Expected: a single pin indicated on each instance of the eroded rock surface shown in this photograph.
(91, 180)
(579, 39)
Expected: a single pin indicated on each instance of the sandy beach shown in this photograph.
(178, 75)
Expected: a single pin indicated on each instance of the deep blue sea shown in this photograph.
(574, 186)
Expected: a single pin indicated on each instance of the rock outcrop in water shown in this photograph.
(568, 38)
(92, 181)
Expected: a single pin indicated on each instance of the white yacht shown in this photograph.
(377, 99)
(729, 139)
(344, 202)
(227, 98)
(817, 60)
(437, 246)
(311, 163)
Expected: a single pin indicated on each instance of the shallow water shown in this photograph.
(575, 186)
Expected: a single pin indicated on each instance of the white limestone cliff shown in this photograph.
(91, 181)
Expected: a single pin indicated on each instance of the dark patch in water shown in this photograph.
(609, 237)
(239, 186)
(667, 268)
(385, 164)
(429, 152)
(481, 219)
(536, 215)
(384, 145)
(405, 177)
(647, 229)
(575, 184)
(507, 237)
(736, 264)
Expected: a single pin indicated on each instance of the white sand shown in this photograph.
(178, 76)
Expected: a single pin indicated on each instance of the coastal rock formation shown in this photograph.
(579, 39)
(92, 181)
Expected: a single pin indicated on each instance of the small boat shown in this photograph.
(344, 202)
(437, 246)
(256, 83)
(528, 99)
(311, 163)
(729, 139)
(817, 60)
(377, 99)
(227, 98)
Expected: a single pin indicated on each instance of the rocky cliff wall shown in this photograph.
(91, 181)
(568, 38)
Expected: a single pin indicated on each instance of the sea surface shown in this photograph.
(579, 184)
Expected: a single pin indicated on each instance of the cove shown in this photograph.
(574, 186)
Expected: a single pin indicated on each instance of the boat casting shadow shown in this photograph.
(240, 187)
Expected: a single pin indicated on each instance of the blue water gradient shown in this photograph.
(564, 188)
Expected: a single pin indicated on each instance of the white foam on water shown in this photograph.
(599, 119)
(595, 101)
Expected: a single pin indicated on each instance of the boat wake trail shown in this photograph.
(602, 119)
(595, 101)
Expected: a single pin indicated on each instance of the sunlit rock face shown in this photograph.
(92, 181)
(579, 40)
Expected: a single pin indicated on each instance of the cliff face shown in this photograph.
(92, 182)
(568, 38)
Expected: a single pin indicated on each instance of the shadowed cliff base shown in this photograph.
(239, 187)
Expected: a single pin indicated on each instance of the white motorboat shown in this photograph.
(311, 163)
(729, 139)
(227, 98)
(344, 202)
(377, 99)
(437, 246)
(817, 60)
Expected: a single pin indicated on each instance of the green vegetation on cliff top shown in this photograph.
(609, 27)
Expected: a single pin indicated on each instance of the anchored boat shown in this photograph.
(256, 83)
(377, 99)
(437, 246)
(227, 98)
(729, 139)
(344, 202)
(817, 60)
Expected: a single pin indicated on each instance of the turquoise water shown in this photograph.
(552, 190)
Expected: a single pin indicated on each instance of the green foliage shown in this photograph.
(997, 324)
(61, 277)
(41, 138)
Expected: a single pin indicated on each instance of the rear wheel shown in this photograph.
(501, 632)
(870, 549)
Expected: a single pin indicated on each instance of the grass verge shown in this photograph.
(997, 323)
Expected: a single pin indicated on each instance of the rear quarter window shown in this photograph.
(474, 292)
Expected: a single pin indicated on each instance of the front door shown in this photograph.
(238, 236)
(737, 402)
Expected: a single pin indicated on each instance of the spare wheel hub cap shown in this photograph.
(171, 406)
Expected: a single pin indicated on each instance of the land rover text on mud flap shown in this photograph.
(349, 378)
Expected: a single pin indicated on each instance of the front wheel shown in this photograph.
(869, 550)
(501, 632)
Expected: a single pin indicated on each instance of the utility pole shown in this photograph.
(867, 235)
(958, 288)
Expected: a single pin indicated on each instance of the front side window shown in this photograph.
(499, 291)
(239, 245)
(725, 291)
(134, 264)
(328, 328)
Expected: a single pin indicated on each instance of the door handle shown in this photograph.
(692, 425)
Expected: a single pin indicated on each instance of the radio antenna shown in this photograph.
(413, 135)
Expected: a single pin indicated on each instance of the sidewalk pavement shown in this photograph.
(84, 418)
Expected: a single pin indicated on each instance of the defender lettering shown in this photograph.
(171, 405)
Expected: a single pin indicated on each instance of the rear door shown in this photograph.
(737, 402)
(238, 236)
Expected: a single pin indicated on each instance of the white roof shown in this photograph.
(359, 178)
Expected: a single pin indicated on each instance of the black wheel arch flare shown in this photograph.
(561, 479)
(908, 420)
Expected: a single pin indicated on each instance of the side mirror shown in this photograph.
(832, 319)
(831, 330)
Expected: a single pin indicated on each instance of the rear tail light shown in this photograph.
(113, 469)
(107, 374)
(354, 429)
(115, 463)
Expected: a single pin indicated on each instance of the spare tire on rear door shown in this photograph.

━━━━━━━━━━━━━━━━

What is required:
Retype the data exactly as given.

The solution:
Expected: a single pin indicated on each instance of the eroded rock surface shown in this photograph.
(91, 180)
(579, 39)
Expected: a single pin indicated on each instance of the sandy beach shown in this photograph.
(178, 75)
Expected: a single pin indicated on each instance of the deep blue sea shown in this photograph.
(574, 186)
Expected: a single pin indicated on each instance of the rock outcrop in water shown in this photograph.
(568, 38)
(92, 181)
Expected: a single pin indicated on each instance of the white yacht shown in this photograph.
(377, 99)
(729, 139)
(344, 202)
(227, 98)
(817, 60)
(437, 246)
(311, 163)
Expected: a single pin indicated on each instance of the shallow water shown in this photograph.
(575, 186)
Expected: a single pin indicated on each instance of the white limestone cliff shown in this photograph.
(91, 181)
Expected: a single pin indicated on each instance of the dark patch in water shown in this photograph.
(609, 237)
(239, 186)
(667, 268)
(385, 164)
(429, 152)
(481, 219)
(536, 215)
(384, 145)
(405, 177)
(647, 229)
(575, 184)
(507, 237)
(736, 264)
Expected: a single pin indicated on each instance of the white sand shown in this photograph.
(178, 76)
Expected: a single pin indicated on each instance of the coastal rock formation shown in this photograph.
(579, 39)
(92, 181)
Expected: a single pin indicated on each instance of the small boat shown in this photograph.
(344, 202)
(437, 246)
(256, 83)
(528, 99)
(311, 163)
(729, 139)
(817, 60)
(377, 99)
(227, 98)
Expected: a single pin indicated on each instance of the rocky cliff wall shown in this photograph.
(91, 181)
(568, 38)
Expected: a single pin indicated on each instance of the sea surface shown in this photograph.
(579, 184)
Expected: a single pin indicated on each instance of the cove shown in this photograph.
(574, 186)
Expected: a single pin indicated on each instance of the boat casting shadow shown in this photograph.
(240, 187)
Expected: a single pin indicated on each instance of the blue water gradient shown in this photograph.
(564, 188)
Expected: a single pin indicated on each instance of the white foam on water shown in this photograph.
(599, 119)
(595, 101)
Expected: a single pin indicated on each instance of the boat wake trail shown in this photograph.
(602, 119)
(595, 101)
Expected: a single pin indicated on each instance of the sunlit rock face shown in this photograph.
(92, 181)
(579, 40)
Expected: a single pin indicated on each instance of the cliff face shown in this photograph.
(92, 182)
(568, 38)
Expected: a single pin indicated on each instance of the shadowed cliff base shown in this photograph.
(239, 187)
Expected: a single pin indicated on each instance of the white motorboat shown in this photograph.
(311, 163)
(729, 139)
(227, 98)
(344, 202)
(377, 99)
(437, 246)
(817, 60)
Expected: a single pin indicated on each instance of the green vegetation on cliff top shown in this photograph.
(609, 27)
Expected: a single pin indicated on each instance of the anchored boat shown in this photograph.
(256, 83)
(377, 99)
(437, 246)
(227, 98)
(729, 139)
(344, 202)
(817, 60)
Expected: a single pin indicated on each instance of the turquoise water shown in this photograph.
(552, 190)
Expected: a single pin indicated on each instance of the green foliage shown in this photograph.
(997, 324)
(61, 277)
(41, 138)
Expected: a single pin indicated on each instance of the rear wheel shown in this photograph.
(501, 632)
(870, 549)
Expected: a single pin indicated on each instance of the grass verge shown in this photograph.
(997, 323)
Expected: a single pin indicated on each instance of the rear quarter window shown in this photograph.
(474, 292)
Expected: a single pin indicated on each instance of the front door shown in this photograph.
(238, 236)
(737, 402)
Expected: a single pin indicated on each instance of the spare wheel hub cap shown in this photograph.
(171, 406)
Expected: a single pin indicated on each instance of the land rover text on mud flap shown in this photograph.
(349, 378)
Expected: a single pin indicated on each instance of the front wheel shown in this photograph.
(869, 550)
(501, 632)
Expected: a single pin indicated on each instance of the utility pole shown in this photograph.
(867, 235)
(958, 288)
Expected: a single pin indicated on each instance of the front side window shown in this photograph.
(499, 291)
(239, 245)
(725, 291)
(134, 264)
(328, 328)
Expected: a single pin indicated on each instance of the door handle shown in this photograph.
(692, 425)
Expected: a single pin indicated on each instance of the radio antenna shown in this photograph.
(413, 135)
Expected: a single pin indicated on each instance of the sidewalk pavement shown in this photograph.
(84, 418)
Expected: a single pin indicated on each instance of the defender lettering shown in this photograph.
(171, 405)
Expected: a single pin indicated on each instance of the rear door shown in this photograph.
(737, 402)
(238, 236)
Expected: a single pin indicated on each instance of the white roof shown in this photograph.
(359, 178)
Expected: a single pin indicated on each instance of the black wheel arch flare shown in this photograph.
(561, 479)
(908, 420)
Expected: a single pin indicated on each instance of the side mirror shown in this photograph.
(832, 319)
(831, 330)
Expected: a single pin indicated on each instance of the rear tail light shown in this photograph.
(113, 469)
(107, 374)
(354, 429)
(115, 463)
Expected: a single pin indicated on each instance of the spare tire on rear door shown in this photograph.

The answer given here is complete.